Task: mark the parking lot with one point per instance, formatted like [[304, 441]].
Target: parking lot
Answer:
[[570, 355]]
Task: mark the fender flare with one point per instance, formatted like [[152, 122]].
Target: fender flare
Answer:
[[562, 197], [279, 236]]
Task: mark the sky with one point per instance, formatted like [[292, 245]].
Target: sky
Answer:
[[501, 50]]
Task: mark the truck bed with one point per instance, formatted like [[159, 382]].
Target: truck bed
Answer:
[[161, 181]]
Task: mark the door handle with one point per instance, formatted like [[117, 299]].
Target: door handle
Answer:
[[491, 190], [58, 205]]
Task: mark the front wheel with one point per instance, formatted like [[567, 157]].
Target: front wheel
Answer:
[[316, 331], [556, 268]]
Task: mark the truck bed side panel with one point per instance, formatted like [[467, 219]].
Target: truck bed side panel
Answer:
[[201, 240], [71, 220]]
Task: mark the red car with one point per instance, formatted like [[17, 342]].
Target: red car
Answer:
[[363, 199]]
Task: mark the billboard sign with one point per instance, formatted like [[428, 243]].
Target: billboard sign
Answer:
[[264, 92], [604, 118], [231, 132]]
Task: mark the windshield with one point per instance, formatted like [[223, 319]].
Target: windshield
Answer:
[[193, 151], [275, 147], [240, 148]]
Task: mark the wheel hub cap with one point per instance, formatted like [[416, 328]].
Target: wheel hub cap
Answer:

---

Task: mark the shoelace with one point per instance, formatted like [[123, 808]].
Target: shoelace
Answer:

* * *

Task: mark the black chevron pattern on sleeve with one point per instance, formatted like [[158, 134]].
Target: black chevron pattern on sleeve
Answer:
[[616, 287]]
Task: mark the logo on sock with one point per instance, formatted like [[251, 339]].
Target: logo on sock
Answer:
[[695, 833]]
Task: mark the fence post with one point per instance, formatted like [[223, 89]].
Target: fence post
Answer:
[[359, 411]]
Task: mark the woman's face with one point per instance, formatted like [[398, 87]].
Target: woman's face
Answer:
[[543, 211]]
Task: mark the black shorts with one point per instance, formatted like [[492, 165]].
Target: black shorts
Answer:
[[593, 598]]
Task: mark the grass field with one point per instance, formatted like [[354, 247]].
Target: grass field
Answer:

[BRIEF]:
Within the listing above, the lines holding "flare" should be counted. Give only the number.

[EXPECTED ANSWER]:
2